● **What the task requires**:
The answer must consist of every line in the records below that contains the string "wicker".

● **Data records**:
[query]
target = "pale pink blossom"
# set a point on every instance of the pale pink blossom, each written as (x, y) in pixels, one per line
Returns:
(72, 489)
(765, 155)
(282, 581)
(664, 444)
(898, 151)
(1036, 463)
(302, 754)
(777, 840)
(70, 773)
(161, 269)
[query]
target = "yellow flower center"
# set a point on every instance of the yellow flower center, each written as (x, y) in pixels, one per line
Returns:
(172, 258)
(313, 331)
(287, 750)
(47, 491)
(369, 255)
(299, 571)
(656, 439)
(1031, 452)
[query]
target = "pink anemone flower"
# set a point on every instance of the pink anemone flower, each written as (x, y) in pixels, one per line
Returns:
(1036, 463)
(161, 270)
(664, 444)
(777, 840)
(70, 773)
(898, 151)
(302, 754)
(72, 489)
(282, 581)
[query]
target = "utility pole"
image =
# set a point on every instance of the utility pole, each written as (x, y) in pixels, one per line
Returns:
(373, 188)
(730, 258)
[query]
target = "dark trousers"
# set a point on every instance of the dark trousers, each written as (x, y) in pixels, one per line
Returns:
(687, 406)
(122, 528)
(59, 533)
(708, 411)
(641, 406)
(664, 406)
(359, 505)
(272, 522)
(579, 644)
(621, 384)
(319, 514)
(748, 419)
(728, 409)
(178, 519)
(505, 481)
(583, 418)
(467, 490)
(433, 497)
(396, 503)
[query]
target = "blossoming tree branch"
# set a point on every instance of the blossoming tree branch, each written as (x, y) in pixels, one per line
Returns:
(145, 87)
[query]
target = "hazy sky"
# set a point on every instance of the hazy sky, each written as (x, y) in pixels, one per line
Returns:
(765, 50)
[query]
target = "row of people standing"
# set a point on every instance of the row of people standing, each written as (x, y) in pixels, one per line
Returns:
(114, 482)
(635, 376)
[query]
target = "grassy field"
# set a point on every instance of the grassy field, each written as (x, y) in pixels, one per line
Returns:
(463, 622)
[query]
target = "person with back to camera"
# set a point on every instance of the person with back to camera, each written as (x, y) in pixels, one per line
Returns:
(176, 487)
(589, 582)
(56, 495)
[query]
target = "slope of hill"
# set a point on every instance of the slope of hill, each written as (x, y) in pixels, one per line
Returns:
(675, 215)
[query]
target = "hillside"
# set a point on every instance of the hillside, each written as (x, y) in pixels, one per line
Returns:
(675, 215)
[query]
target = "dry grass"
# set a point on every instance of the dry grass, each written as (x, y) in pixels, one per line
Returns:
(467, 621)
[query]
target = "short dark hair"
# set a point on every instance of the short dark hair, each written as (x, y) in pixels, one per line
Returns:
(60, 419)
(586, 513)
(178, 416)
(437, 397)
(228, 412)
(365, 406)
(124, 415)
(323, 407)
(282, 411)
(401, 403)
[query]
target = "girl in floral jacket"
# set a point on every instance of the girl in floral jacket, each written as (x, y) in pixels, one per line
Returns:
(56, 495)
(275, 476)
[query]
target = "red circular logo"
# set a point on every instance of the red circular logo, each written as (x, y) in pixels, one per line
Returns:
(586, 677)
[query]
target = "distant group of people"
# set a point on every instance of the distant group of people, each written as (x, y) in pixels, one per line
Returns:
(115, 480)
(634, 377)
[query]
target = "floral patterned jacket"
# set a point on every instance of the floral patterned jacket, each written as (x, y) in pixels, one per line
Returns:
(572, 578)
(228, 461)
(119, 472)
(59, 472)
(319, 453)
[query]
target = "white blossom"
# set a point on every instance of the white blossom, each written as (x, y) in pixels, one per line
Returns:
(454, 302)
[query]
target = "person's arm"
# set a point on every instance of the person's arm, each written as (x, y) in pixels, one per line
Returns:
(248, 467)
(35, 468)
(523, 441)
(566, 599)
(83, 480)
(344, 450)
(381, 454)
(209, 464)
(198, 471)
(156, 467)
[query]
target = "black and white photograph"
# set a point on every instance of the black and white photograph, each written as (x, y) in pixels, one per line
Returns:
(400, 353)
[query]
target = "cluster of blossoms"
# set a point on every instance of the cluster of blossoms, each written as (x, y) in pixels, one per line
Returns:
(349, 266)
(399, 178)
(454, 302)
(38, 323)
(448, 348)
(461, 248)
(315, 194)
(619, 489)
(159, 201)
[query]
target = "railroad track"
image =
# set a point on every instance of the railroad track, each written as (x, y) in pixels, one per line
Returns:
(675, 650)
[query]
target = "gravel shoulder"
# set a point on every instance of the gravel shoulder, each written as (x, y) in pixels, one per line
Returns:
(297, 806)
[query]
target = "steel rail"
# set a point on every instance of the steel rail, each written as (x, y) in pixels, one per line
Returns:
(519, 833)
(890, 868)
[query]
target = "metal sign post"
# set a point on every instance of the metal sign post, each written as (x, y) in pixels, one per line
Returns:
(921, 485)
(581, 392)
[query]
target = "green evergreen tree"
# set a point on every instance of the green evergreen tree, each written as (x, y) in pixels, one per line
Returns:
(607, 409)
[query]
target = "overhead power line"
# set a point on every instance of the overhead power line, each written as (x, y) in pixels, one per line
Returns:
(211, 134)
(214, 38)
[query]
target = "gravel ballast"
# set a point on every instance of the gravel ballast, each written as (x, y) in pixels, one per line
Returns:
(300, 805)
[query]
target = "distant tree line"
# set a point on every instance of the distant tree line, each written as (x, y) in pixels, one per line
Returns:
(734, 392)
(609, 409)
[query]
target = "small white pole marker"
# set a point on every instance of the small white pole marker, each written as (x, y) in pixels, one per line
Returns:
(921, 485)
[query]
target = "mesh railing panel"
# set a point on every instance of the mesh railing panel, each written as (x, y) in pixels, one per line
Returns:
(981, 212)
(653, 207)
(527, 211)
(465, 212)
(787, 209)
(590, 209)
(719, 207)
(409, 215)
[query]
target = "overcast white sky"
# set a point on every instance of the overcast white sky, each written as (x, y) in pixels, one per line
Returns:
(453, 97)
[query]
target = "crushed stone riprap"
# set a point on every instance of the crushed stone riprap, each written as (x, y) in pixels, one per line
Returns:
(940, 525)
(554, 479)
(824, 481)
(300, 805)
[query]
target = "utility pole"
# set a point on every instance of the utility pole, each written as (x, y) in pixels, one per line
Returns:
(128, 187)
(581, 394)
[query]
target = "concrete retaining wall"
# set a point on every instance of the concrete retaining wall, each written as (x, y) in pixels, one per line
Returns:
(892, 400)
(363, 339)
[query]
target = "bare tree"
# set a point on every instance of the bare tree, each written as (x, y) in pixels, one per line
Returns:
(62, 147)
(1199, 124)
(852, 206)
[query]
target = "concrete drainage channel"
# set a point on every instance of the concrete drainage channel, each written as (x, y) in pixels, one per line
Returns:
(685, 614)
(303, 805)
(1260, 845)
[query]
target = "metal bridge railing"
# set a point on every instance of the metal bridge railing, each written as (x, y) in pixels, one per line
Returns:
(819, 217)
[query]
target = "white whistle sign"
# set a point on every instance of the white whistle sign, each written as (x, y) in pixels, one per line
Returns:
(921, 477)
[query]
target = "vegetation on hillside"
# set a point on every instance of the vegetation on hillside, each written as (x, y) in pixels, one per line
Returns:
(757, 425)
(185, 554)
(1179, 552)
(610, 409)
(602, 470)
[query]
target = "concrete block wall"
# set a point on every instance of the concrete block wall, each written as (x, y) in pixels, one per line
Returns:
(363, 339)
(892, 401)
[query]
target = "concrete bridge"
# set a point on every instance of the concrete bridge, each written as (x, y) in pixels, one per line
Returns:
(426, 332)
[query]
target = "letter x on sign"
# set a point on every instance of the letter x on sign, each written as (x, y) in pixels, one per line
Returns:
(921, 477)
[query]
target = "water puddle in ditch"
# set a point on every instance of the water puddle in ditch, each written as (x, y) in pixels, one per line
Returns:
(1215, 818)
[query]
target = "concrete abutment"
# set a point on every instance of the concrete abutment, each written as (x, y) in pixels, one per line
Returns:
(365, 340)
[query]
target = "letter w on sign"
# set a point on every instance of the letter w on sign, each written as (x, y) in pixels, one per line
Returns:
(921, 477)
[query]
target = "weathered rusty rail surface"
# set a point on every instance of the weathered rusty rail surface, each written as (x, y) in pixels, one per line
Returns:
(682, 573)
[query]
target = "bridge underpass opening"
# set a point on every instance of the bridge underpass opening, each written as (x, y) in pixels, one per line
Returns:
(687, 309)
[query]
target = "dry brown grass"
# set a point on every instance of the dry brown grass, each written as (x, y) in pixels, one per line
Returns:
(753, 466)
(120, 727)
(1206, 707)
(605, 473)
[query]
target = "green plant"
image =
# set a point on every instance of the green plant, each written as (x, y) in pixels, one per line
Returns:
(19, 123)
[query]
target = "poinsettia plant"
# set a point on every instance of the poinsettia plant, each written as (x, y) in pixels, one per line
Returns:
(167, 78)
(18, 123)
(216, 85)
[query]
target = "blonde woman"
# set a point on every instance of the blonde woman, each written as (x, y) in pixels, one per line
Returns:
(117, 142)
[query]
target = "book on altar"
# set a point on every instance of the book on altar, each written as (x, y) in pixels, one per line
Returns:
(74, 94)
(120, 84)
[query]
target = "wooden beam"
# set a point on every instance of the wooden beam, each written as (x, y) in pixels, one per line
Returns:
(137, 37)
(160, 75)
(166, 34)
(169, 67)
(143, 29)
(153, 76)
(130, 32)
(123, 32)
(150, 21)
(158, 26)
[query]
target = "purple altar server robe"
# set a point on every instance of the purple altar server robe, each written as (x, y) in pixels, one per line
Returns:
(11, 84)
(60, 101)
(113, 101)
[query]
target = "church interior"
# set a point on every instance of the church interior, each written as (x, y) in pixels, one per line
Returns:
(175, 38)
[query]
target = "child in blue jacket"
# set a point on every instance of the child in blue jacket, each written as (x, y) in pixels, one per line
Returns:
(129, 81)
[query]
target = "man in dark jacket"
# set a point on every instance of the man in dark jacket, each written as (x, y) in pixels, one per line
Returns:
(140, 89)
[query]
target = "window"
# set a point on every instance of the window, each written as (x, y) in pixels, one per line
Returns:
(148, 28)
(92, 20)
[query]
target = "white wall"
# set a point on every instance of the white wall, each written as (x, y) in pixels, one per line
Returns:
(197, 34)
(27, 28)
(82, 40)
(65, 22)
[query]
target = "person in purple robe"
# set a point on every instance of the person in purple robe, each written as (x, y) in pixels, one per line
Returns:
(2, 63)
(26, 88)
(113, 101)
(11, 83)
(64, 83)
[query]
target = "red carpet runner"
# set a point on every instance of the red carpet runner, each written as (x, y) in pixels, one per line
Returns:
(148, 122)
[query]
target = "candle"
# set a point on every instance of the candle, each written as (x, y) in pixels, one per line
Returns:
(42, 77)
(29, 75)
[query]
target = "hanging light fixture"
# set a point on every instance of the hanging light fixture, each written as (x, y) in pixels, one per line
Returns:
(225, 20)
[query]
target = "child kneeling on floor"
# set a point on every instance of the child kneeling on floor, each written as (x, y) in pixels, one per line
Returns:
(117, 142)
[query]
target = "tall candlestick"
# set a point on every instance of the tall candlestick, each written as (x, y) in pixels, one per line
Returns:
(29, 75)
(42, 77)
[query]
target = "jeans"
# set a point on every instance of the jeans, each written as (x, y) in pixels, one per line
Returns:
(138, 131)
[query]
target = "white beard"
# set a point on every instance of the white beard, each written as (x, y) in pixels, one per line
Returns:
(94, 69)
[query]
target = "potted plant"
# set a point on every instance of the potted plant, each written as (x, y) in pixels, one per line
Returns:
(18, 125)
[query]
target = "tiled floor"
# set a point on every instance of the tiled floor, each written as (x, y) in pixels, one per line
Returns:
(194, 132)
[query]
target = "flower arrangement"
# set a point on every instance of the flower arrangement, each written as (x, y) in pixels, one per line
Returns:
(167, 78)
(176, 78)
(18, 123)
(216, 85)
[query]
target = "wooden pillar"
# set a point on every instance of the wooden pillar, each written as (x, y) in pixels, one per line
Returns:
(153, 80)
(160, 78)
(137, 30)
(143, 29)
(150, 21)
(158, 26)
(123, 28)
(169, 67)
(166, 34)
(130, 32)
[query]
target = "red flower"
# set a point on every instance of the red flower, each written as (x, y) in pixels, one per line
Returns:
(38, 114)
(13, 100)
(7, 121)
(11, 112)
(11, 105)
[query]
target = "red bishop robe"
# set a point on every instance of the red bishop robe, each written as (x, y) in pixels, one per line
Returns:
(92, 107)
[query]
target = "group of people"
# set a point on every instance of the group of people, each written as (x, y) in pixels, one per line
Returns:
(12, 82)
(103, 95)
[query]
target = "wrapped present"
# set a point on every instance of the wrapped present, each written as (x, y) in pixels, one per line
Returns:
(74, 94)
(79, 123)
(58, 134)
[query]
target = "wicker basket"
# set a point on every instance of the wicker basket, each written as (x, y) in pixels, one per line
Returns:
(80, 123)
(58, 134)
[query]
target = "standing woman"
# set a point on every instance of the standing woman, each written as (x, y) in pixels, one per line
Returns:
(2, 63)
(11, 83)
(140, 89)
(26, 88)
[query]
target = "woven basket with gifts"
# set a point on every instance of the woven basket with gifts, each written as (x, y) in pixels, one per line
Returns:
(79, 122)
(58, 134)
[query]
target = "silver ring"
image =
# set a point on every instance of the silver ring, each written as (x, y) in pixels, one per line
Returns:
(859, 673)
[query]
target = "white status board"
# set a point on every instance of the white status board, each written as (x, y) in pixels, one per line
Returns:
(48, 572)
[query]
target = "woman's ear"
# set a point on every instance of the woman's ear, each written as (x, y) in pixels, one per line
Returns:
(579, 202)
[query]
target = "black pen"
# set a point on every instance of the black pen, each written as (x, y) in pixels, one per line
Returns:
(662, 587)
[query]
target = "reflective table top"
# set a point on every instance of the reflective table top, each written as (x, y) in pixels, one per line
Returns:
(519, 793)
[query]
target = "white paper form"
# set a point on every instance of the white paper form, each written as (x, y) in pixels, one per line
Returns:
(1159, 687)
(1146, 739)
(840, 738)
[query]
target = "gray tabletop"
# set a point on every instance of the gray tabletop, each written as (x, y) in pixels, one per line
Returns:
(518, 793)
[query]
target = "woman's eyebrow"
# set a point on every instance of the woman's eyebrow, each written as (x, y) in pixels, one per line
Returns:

● **The answer**:
target = "wicker basket"
# set a point on every instance of the wicker basket, each written as (x, y) in pixels, one per line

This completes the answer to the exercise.